## PROBLEM TO WORK ON
In how many lines of the records does the string "blue" appear? State only the number.

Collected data
****

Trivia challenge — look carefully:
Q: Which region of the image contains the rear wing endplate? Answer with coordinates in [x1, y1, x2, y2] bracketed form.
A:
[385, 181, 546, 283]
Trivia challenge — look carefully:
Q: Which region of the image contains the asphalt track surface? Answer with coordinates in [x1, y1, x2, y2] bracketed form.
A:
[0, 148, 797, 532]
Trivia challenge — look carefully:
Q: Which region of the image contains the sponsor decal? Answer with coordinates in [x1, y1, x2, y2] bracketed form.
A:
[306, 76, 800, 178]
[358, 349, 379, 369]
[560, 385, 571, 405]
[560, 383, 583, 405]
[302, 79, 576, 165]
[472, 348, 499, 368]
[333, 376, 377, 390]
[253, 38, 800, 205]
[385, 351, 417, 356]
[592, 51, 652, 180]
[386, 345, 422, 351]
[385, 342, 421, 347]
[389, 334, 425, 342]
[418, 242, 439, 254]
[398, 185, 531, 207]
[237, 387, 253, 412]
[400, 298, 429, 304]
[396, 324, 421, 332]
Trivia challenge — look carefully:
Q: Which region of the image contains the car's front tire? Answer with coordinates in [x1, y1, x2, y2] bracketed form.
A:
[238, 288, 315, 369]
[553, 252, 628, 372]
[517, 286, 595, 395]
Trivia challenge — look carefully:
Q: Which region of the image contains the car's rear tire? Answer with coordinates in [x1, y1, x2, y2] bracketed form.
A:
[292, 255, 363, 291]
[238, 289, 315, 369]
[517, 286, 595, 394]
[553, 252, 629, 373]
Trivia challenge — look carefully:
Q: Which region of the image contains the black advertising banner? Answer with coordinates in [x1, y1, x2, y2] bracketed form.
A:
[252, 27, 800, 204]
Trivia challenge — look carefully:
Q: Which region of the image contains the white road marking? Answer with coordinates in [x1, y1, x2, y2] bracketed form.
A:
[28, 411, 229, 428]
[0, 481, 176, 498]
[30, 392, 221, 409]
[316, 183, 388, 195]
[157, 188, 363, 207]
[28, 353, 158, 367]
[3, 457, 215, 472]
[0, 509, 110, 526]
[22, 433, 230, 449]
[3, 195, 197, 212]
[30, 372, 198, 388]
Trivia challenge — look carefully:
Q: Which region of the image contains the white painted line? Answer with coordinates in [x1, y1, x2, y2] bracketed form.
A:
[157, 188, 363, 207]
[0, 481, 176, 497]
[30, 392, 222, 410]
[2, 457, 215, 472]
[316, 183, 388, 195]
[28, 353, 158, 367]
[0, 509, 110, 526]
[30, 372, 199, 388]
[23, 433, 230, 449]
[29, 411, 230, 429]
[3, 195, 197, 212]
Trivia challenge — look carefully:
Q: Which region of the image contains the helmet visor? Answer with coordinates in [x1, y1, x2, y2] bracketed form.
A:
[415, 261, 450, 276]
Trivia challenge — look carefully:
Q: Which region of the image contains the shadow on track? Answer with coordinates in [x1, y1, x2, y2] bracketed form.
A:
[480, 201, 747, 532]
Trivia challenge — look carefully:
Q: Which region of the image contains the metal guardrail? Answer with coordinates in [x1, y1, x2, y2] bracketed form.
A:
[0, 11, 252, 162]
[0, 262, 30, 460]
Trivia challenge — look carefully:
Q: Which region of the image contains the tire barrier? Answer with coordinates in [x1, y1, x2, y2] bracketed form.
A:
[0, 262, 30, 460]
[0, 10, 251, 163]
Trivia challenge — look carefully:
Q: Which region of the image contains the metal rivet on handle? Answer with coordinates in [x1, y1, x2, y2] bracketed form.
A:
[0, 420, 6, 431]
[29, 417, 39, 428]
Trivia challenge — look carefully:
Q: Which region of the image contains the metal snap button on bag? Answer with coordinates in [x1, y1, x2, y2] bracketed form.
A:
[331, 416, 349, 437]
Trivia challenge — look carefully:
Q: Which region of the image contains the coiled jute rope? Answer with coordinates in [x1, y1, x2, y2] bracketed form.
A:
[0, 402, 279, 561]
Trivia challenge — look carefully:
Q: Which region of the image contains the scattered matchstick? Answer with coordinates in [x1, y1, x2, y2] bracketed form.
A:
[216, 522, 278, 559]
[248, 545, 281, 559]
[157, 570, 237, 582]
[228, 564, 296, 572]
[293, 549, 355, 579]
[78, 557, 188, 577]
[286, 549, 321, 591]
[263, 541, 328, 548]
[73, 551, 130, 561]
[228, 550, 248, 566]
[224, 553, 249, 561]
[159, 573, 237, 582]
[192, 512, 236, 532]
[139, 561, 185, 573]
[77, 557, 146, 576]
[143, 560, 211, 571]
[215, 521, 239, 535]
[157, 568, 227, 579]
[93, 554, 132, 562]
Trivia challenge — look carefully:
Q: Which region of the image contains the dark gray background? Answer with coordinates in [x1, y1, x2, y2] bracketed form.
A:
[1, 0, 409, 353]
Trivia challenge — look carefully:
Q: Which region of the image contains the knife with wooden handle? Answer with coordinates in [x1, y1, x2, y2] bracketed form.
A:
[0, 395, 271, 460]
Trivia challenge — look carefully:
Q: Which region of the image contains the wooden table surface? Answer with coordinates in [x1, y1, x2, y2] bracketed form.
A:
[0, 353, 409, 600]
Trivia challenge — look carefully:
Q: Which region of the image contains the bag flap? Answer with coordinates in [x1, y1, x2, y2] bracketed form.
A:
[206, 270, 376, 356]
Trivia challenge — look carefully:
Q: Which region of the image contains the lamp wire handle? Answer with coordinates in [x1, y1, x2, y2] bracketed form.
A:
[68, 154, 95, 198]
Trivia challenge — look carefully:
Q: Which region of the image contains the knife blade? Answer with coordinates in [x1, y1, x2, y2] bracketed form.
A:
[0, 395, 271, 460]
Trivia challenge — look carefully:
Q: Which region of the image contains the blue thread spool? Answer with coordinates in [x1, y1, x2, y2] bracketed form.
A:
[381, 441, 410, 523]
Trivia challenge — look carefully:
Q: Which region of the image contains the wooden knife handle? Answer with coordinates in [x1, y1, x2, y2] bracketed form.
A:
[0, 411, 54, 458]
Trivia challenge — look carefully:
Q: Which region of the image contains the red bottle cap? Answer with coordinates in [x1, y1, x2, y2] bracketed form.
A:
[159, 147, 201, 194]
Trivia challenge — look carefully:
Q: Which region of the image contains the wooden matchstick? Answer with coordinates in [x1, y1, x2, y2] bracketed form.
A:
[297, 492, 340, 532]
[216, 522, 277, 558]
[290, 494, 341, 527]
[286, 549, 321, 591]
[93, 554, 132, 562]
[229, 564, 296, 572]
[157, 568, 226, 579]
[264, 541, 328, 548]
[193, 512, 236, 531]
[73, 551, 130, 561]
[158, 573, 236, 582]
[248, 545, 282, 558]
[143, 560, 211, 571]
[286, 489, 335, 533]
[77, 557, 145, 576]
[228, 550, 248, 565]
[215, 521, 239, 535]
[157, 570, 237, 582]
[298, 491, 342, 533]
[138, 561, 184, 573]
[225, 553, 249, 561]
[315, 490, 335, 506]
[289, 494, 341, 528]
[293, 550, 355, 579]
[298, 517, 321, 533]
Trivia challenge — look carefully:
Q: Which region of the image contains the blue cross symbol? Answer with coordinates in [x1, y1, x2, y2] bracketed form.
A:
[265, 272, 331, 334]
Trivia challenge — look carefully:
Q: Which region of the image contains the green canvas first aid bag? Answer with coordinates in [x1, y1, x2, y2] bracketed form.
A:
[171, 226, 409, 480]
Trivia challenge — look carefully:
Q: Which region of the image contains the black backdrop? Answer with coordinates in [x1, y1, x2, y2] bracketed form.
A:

****

## ANSWER BOX
2